**Toolbox:**

- (i) If two rows or columns are identical then the value of the determinant is zero
- (ii)Elementary transformation can be made by
- (a) interchanging two rows or columns
- (b) By adding or subtracting two or more rows or columns.

Let $\Delta=\left|\begin{array}{ccc} 1 & \omega^n & \omega^{2n} \\ \omega^{2n} & 1 & \omega^{n} \\ \omega^n & \omega^{2n} & 1 \end{array}\right|$

We know $\omega^3=1\qquad Therefore\; \omega^{3n}=1$

Hence substitute for 1 in $R_1$ in the determinant we get

$\Delta=\left|\begin{array}{ccc} \omega^{3n} & \omega^{n} & \omega^{2n} \\ \omega^{2n} & 1 & \omega^{n} \\ \omega^n & \omega^{2n} & 1 \end{array}\right|$

Now let us take $\omega^n$ as the common factor from $R_1$

$\Delta=\omega^{n}\left|\begin{array}{ccc} \omega^{2n} & 1 & \omega^n \\ \omega^{2n} & 1 & \omega^{n} \\ \omega^n & \omega^{2n} & 1 \end{array}\right|$

Here two rows $R_1$ and $R_2$ are identical .

Hence the value of the determinant is zero

Therefore $\Delta=0$

Solution : option A is correct

--- Dataset entries ---
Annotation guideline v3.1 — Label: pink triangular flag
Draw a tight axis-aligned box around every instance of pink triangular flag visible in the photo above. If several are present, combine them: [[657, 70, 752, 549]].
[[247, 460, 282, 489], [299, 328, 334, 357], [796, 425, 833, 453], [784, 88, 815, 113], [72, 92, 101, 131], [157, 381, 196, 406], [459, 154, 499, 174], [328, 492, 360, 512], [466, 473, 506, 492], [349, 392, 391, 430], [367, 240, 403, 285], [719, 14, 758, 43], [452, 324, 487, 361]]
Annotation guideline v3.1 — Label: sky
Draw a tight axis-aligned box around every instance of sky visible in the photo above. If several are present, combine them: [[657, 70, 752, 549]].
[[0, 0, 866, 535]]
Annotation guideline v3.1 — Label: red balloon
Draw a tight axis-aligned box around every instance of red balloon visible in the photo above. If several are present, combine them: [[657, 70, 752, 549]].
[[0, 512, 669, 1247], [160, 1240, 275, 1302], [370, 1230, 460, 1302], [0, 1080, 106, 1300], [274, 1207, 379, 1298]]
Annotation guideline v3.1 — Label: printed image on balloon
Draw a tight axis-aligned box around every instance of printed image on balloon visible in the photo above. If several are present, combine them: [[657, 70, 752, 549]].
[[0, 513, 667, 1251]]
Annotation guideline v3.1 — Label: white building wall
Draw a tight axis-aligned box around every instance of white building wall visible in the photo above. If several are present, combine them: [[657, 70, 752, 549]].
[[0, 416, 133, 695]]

--- Requirements ---
Write out everything in the determinant solution from "Now let us take" down to "are identical .", keeping every character unchanged.

--- Full answer ---
Now let us take $\omega^n$ as the common factor from $R_1$

$\Delta=\omega^{n}\left|\begin{array}{ccc} \omega^{2n} & 1 & \omega^n \\ \omega^{2n} & 1 & \omega^{n} \\ \omega^n & \omega^{2n} & 1 \end{array}\right|$

Here two rows $R_1$ and $R_2$ are identical .